=== TEXT PROVIDED ===
---+---
Archive for August 20th, 2008

According to the Associated Press today, a major opposition party, the Muttahida-Qaumi Movement (MQM) voiced their backing for PPP co-Chairman, Asif Ali Zardari to become Pakistan’s next president, “as the power struggle following the resignation of Pervez Musharraf intensified.” The news agency added,

Zardari has played down speculation that he covets the top job. However, opposition backing will strengthen his hand in a struggle with coalition partner Nawaz Sharif over a compromise candidate to fill the post and the even more urgent issue of restoring judges purged by the former army strongman.

The AP cited a leader of the MQM, Haider Razvi, who said the party “wanted Zardari as president because of his past sacrifices and for his ‘wisdom and vision’ in handling Musharraf’s ouster.” The official advocated the next president be from outside Punjab, and noted that Zardari – a Sindhi – was “most eligible” for the job. The MQM, added the news agency, “dominates Karachi, Pakistan’s biggest city, and other urban areas in the southern province of Sindh and recently buried its long animosity with Zardari’s Pakistan People’s Party.”
---+---
=== WHAT NEEDS TO BE DONE ===
Can you transcribe the passage on the MQM's backing of Zardari word for word, starting at "Archive for August" and ending at "former army strongman."?
---+---
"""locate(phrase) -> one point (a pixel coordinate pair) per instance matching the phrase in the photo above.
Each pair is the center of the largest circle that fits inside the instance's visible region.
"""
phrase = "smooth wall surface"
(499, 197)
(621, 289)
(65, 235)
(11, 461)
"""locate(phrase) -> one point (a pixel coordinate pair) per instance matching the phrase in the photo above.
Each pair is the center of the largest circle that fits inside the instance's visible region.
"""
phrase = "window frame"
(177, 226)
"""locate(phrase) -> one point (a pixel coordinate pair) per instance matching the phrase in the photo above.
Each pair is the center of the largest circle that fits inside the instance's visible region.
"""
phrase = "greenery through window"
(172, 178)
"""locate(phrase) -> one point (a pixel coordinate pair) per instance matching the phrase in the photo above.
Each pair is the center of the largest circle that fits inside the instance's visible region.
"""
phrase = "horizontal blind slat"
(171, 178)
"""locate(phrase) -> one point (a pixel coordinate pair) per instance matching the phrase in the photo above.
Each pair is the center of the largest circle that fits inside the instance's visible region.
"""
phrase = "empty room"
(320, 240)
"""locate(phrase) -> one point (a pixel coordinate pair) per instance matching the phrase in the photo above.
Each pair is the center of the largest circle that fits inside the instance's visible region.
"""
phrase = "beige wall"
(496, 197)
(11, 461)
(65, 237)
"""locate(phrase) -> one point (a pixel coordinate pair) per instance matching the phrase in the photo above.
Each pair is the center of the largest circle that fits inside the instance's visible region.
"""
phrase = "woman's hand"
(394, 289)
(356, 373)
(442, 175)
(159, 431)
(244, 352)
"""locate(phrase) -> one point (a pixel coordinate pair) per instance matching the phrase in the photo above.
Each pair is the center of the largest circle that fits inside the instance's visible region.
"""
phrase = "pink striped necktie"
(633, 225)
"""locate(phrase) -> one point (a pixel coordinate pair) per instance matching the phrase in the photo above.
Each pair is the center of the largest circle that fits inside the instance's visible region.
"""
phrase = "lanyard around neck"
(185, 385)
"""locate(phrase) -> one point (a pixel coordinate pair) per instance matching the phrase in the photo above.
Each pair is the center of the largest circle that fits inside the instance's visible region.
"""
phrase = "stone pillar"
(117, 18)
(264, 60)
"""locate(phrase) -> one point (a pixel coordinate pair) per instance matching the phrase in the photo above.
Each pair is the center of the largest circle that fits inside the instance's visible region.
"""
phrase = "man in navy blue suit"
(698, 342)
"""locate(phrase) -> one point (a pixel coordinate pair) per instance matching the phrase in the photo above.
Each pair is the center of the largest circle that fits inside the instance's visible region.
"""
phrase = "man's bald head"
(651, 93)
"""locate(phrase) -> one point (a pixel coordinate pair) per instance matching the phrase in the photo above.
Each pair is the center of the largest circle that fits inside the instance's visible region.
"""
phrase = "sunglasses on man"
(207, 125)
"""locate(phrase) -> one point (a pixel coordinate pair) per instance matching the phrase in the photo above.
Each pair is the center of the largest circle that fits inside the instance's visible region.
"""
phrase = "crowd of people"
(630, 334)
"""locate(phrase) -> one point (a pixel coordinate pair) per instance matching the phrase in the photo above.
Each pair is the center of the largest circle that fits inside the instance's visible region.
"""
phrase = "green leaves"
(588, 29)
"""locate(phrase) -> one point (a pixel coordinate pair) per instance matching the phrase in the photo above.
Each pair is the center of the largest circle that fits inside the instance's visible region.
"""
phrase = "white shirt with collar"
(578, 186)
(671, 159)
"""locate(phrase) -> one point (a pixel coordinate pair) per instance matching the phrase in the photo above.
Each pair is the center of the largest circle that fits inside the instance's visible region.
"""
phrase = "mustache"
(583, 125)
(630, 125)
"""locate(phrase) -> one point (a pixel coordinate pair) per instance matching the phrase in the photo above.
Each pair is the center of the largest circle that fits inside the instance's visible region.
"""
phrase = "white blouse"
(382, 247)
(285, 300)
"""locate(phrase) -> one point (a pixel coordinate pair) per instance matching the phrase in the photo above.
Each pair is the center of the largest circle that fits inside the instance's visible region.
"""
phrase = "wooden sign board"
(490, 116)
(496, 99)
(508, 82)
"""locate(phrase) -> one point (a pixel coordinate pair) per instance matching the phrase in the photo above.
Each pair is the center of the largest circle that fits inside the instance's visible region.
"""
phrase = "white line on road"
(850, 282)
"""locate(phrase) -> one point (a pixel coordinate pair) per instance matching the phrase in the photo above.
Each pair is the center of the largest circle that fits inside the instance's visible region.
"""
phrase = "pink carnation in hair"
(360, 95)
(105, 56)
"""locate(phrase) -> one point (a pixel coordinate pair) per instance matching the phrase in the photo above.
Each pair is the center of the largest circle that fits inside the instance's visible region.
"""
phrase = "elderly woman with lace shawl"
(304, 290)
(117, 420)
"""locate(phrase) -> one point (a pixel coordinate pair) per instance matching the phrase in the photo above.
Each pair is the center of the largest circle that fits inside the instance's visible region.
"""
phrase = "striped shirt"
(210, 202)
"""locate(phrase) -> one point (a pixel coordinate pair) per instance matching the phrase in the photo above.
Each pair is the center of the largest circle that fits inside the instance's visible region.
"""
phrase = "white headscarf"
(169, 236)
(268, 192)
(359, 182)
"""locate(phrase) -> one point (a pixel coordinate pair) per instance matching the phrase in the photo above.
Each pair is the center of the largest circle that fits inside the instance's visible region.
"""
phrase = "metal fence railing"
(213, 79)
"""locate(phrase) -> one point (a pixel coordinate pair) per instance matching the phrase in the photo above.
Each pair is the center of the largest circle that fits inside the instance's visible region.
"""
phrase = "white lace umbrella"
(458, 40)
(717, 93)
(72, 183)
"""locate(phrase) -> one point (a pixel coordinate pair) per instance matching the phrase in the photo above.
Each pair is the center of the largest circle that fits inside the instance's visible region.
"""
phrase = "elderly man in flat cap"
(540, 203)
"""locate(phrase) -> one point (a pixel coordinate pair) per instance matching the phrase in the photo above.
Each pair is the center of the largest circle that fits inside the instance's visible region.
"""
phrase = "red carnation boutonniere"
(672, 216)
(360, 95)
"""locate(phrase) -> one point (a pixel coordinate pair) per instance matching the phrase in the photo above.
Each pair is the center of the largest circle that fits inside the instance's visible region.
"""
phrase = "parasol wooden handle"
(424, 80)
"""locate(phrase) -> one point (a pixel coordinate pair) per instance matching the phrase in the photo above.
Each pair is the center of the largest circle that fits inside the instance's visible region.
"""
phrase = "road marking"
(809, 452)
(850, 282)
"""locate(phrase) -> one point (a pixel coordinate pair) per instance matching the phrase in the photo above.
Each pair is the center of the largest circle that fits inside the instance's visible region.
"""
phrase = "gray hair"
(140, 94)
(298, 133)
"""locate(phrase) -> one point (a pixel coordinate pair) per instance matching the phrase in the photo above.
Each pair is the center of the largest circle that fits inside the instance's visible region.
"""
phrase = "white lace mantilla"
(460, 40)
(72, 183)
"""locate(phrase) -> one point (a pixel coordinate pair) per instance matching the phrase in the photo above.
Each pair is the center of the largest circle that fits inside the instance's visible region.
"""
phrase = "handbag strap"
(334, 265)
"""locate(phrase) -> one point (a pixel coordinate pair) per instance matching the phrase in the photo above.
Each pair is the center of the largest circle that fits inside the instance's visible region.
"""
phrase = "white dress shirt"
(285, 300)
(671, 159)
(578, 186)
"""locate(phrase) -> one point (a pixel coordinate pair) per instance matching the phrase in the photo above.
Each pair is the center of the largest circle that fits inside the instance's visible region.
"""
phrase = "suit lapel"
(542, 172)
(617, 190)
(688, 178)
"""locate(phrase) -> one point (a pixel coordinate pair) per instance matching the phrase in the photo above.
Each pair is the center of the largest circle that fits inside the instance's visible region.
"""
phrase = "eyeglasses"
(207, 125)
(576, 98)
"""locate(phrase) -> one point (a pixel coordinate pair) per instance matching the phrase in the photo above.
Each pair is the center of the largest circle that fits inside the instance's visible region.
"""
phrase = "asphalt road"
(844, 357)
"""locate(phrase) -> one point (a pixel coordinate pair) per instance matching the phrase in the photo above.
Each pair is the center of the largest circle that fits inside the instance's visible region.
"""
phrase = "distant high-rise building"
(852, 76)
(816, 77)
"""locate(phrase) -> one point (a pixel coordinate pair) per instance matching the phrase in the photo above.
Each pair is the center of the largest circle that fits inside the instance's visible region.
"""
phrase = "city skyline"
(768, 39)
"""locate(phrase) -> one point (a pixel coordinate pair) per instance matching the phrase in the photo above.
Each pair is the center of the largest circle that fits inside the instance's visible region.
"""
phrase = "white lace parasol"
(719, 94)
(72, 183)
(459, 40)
---+---
=== OUTPUT FOR THIS EXERCISE ===
Archive for August 20th, 2008

According to the Associated Press today, a major opposition party, the Muttahida-Qaumi Movement (MQM) voiced their backing for PPP co-Chairman, Asif Ali Zardari to become Pakistan’s next president, “as the power struggle following the resignation of Pervez Musharraf intensified.” The news agency added,

Zardari has played down speculation that he covets the top job. However, opposition backing will strengthen his hand in a struggle with coalition partner Nawaz Sharif over a compromise candidate to fill the post and the even more urgent issue of restoring judges purged by the former army strongman.